**STATED PROBLEM:**
Copy out every line of the records below that contains the word "white".

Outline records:

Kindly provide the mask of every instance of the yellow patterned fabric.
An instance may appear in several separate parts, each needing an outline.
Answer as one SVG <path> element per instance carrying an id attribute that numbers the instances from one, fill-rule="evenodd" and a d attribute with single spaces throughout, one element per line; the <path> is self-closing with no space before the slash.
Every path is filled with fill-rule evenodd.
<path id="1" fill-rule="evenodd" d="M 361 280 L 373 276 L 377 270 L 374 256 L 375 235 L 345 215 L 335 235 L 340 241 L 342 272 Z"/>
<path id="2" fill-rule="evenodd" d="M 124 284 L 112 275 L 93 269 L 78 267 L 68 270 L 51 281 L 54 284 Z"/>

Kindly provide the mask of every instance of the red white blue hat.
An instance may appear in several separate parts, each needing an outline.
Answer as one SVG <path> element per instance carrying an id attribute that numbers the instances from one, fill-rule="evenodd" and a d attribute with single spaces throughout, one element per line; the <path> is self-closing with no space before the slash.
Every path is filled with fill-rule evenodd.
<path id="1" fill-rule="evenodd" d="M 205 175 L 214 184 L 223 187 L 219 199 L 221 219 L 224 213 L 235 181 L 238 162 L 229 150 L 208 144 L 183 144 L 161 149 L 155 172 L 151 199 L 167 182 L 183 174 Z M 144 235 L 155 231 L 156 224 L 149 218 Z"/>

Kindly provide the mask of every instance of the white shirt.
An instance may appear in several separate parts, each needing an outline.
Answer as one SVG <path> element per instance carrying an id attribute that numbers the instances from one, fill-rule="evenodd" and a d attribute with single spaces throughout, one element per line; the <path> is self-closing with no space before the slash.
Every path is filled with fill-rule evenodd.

**COMPLETED TASK:**
Kindly provide the mask of every instance of the red white blue hat.
Kindly provide the mask of every instance of the white shirt.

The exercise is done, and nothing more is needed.